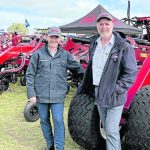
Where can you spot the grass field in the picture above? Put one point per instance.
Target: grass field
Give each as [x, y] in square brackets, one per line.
[15, 132]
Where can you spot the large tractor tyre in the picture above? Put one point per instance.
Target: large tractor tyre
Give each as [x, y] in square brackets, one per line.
[31, 113]
[23, 81]
[137, 136]
[84, 123]
[4, 85]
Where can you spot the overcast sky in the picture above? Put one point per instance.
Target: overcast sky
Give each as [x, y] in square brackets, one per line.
[45, 13]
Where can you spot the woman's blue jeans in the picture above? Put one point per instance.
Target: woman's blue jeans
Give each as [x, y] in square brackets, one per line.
[57, 109]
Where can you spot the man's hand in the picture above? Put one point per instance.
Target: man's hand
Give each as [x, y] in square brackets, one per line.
[33, 99]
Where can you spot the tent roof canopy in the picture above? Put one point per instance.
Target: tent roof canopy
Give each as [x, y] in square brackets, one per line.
[87, 24]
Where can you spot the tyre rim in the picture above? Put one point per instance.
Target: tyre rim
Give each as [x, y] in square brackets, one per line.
[34, 111]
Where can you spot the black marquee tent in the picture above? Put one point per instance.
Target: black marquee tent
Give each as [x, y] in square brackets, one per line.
[87, 24]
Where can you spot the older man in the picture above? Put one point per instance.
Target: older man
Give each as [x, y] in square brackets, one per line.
[111, 71]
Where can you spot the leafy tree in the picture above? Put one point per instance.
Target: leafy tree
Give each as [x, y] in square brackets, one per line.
[17, 27]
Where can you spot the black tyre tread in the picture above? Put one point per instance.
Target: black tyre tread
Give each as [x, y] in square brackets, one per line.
[83, 123]
[138, 122]
[27, 112]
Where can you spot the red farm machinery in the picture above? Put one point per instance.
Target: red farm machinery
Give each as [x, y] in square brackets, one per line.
[83, 120]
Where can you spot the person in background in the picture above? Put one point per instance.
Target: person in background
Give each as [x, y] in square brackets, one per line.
[111, 71]
[46, 80]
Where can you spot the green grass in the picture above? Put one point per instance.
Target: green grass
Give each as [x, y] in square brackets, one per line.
[15, 132]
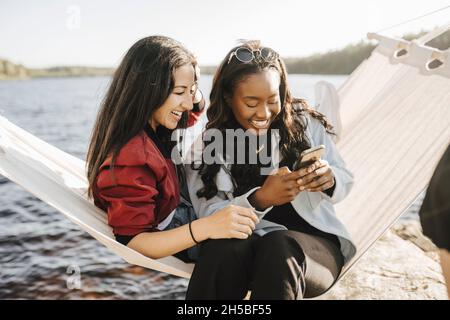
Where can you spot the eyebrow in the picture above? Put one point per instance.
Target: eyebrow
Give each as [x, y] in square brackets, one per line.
[257, 98]
[183, 86]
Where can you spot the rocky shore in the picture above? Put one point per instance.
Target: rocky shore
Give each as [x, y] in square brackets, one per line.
[402, 265]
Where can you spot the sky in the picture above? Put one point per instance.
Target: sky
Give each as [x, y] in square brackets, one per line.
[98, 33]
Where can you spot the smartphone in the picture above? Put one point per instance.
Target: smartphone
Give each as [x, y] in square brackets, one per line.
[309, 156]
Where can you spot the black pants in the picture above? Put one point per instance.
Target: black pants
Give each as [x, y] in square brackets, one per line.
[280, 265]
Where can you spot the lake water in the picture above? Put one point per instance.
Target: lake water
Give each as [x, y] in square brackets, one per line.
[42, 252]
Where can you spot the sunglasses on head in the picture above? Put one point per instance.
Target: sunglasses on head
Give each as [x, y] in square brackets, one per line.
[247, 55]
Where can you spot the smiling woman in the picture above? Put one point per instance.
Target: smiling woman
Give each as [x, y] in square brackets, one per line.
[131, 174]
[299, 247]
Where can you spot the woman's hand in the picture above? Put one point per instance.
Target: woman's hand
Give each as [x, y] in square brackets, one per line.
[320, 178]
[279, 188]
[232, 222]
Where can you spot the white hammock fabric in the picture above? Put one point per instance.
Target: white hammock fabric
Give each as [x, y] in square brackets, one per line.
[395, 120]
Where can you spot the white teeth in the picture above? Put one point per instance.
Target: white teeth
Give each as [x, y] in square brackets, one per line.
[260, 123]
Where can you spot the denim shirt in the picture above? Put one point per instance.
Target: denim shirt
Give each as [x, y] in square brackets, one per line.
[315, 207]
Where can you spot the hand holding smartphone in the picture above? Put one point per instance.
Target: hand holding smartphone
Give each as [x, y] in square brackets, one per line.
[309, 156]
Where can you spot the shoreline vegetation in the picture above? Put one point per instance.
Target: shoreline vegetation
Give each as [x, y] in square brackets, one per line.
[340, 62]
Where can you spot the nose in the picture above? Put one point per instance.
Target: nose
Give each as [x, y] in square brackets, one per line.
[187, 104]
[263, 112]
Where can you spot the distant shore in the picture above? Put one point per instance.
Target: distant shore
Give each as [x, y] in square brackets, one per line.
[339, 62]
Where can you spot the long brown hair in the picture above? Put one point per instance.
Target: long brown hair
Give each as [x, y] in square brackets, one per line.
[291, 121]
[141, 84]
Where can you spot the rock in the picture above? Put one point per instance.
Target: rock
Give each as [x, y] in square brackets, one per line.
[393, 269]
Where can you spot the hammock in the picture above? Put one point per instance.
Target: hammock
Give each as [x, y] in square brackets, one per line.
[394, 125]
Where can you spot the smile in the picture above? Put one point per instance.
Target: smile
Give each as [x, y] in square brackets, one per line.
[177, 114]
[260, 124]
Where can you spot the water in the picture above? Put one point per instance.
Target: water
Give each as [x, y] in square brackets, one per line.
[42, 254]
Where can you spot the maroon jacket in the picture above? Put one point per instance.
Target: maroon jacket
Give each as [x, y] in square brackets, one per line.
[145, 190]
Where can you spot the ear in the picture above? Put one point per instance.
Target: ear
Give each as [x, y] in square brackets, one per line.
[228, 99]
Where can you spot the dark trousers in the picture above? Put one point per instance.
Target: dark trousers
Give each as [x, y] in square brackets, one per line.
[280, 265]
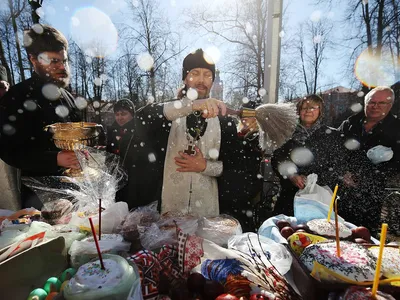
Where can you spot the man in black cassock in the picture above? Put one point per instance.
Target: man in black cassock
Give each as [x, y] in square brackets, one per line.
[34, 103]
[186, 154]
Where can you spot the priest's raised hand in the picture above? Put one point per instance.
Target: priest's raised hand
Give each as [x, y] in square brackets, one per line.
[191, 163]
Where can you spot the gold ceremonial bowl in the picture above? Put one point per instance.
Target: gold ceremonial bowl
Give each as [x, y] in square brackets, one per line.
[72, 136]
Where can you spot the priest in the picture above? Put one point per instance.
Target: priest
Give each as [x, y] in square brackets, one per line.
[186, 154]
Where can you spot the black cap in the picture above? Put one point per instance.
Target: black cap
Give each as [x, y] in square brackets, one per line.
[124, 104]
[3, 74]
[197, 60]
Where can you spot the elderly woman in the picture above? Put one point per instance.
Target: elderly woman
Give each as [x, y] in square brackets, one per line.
[313, 148]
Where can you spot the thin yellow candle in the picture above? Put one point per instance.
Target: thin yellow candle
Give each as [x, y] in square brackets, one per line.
[337, 230]
[379, 262]
[332, 202]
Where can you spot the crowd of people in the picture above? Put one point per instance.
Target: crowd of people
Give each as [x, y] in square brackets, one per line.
[187, 154]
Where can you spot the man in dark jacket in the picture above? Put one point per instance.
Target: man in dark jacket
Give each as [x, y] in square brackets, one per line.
[36, 102]
[375, 126]
[124, 111]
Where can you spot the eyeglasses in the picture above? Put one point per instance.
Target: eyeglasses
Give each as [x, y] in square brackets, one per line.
[311, 108]
[379, 104]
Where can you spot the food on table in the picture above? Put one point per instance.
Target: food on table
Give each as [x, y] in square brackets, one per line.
[361, 293]
[91, 282]
[37, 294]
[300, 240]
[282, 223]
[218, 229]
[325, 228]
[362, 233]
[67, 274]
[52, 284]
[286, 232]
[355, 262]
[390, 260]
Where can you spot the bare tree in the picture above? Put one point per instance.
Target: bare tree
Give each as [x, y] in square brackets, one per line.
[372, 25]
[312, 44]
[153, 35]
[243, 24]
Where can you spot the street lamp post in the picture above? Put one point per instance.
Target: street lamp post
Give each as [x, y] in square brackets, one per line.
[35, 4]
[272, 50]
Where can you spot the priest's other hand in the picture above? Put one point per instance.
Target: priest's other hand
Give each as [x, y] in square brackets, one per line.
[210, 107]
[299, 181]
[67, 159]
[191, 163]
[248, 126]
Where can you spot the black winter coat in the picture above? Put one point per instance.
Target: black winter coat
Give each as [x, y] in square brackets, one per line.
[385, 133]
[24, 112]
[328, 163]
[115, 133]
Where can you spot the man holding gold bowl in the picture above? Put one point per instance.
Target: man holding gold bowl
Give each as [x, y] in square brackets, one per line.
[35, 103]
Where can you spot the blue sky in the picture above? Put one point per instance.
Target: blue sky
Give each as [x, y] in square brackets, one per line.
[60, 13]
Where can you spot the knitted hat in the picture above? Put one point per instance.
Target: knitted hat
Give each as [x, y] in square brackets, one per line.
[124, 104]
[197, 59]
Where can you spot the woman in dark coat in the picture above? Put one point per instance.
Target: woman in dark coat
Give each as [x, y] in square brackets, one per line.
[124, 111]
[314, 148]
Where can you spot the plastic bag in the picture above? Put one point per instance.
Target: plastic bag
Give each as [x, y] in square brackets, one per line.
[111, 218]
[143, 216]
[218, 229]
[380, 154]
[313, 201]
[81, 287]
[164, 231]
[84, 251]
[250, 242]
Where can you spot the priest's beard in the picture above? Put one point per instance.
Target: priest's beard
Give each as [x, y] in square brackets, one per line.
[51, 76]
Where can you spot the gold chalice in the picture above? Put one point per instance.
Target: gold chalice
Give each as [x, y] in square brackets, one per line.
[75, 136]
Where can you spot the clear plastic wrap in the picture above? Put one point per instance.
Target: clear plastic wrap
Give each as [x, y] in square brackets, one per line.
[142, 216]
[101, 177]
[164, 231]
[276, 253]
[219, 229]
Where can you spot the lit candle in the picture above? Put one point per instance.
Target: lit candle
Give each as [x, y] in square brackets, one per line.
[332, 202]
[379, 262]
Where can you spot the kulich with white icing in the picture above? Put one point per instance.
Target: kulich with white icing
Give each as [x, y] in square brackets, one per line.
[325, 228]
[361, 293]
[92, 283]
[355, 262]
[390, 260]
[92, 275]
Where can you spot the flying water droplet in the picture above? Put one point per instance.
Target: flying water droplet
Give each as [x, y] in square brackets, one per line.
[192, 94]
[30, 105]
[356, 107]
[62, 111]
[213, 153]
[51, 91]
[302, 156]
[352, 144]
========
• **To be done**:
Find the line that contains "Where can you spot the lit". Repeat it and every line after it, exactly as written, up to and including the last line of the records above.

• **Written response**:
Where can you spot the lit candle in the picture above? Put one point per instance.
Target: lit candle
Give each as [x, y] in square brackets, one per line.
[332, 202]
[379, 262]
Where can you spot the kulich with white icing in the picture above? Put one point per instance.
Target: kulich with white icing
Give each as [x, y] in square brackets, one per line.
[325, 228]
[361, 293]
[92, 283]
[355, 262]
[390, 260]
[92, 275]
Where can you spot the flying water droplet in the picture above? Put one point per instance.
Target: flying water droplet
Give each as [x, y] in square brackets, one per line.
[192, 94]
[30, 105]
[356, 107]
[62, 111]
[213, 153]
[51, 91]
[302, 156]
[352, 144]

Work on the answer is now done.